[Data to process]:
········

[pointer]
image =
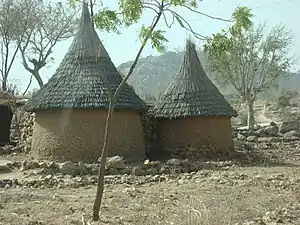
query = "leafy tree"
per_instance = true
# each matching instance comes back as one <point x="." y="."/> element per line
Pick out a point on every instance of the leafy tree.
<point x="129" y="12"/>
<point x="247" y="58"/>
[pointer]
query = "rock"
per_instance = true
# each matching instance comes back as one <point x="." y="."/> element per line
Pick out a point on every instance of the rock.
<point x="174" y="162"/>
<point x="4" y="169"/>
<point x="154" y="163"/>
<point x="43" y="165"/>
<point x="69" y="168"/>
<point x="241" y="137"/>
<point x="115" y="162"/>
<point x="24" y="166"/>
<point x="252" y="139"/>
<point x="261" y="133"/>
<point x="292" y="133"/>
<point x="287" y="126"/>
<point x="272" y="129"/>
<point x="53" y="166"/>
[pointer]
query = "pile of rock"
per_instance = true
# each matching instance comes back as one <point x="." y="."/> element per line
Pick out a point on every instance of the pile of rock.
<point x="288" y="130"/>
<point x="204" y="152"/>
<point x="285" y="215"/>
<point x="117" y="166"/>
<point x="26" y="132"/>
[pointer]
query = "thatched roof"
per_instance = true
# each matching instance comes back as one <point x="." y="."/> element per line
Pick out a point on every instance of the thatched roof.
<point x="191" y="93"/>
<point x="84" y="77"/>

········

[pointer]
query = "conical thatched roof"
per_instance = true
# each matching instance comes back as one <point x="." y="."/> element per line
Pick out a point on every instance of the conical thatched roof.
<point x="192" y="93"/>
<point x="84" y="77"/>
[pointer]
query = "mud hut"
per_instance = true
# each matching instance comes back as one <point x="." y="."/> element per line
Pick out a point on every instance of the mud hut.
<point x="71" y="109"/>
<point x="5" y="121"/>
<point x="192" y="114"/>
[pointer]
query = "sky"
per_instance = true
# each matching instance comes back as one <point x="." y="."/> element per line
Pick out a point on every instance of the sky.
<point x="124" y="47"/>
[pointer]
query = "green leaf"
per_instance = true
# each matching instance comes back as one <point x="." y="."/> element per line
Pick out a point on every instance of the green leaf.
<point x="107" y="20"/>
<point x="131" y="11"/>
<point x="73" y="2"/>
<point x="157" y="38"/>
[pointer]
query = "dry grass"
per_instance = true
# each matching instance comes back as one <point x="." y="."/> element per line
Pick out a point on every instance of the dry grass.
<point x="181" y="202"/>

········

[What is being asked]:
Go through the records above. Copy each line in which the string "query" appears.

[Answer below]:
query = "leafy tree"
query = "rock"
query = "pile of rock"
query = "thatched roof"
query = "conical thatched roof"
query = "mud hut"
query = "sky"
query = "green leaf"
query = "dry grass"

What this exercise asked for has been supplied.